» **Stated exercise**:
Rewrite the lines below, starting at the line containing "Is there any shrub" and ending at the last line, with "pixel coordinates" changed to "image coordinates" and everything else left as it is.

* Begin *

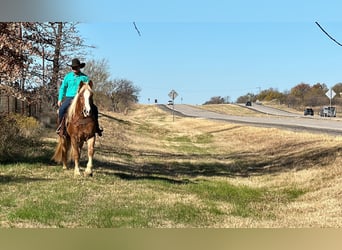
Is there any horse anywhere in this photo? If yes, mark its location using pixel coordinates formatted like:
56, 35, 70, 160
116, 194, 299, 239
52, 80, 96, 177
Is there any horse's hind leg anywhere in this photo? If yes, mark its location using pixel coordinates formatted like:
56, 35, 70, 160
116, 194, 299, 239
84, 136, 95, 176
71, 139, 81, 177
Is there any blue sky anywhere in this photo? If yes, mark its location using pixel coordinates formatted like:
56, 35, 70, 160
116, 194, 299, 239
73, 0, 342, 104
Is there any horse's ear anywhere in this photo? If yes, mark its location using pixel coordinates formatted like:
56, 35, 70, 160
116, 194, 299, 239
88, 80, 93, 89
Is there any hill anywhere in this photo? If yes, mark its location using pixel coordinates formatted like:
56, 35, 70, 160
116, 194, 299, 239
0, 105, 342, 228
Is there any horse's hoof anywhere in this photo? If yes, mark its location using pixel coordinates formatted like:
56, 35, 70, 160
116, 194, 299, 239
84, 172, 93, 177
74, 171, 81, 178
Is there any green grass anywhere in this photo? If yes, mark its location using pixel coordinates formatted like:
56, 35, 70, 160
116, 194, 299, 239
0, 161, 305, 228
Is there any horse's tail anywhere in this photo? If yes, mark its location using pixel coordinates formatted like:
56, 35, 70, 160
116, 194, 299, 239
51, 136, 69, 163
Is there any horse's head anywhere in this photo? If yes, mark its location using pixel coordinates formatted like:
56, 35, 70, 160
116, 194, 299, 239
78, 80, 93, 117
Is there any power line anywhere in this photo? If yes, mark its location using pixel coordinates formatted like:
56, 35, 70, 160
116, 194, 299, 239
133, 22, 141, 36
315, 22, 342, 46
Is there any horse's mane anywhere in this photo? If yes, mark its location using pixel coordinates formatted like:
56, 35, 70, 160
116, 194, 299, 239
67, 83, 93, 121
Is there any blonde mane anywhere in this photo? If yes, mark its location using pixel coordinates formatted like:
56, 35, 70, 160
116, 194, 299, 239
66, 83, 93, 123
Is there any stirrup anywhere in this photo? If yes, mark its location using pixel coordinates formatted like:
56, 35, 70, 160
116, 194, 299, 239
96, 127, 103, 136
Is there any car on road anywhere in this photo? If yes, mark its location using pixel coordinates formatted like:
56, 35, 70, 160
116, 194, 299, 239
304, 108, 314, 115
319, 106, 336, 117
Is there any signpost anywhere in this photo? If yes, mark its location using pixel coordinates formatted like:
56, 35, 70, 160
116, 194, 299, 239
325, 88, 336, 107
169, 90, 178, 121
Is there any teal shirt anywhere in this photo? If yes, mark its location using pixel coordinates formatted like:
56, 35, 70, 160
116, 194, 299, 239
58, 71, 89, 101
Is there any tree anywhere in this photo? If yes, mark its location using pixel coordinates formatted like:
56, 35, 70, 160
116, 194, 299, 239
0, 22, 32, 85
203, 96, 226, 105
0, 22, 90, 109
257, 88, 286, 102
84, 59, 140, 113
84, 59, 114, 108
111, 79, 140, 113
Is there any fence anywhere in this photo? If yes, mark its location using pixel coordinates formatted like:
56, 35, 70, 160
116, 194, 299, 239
0, 89, 42, 118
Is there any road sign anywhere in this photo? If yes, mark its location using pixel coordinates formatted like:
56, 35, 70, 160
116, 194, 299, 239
169, 90, 178, 100
325, 89, 336, 100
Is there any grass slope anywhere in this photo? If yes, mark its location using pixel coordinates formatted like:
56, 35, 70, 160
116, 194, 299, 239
0, 105, 342, 228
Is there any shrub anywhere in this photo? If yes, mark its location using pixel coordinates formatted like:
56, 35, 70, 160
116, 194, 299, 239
0, 114, 40, 161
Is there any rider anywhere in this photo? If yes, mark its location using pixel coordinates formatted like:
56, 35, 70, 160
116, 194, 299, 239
56, 58, 103, 136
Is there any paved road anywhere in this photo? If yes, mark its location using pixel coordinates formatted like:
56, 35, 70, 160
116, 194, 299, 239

* End *

» **Exercise response**:
Is there any shrub anywhere in this photo? If yes, mark its location using image coordinates formatted like:
56, 35, 70, 160
116, 194, 299, 239
0, 114, 40, 161
Is there any rider anywhere in this photo? If yes, mark its location using image coordinates formatted like:
56, 35, 70, 160
116, 194, 299, 239
56, 58, 103, 136
Is there any paved road anywhere in this photo? If yes, mark its location using image coordinates formatted like:
56, 35, 70, 160
116, 194, 299, 239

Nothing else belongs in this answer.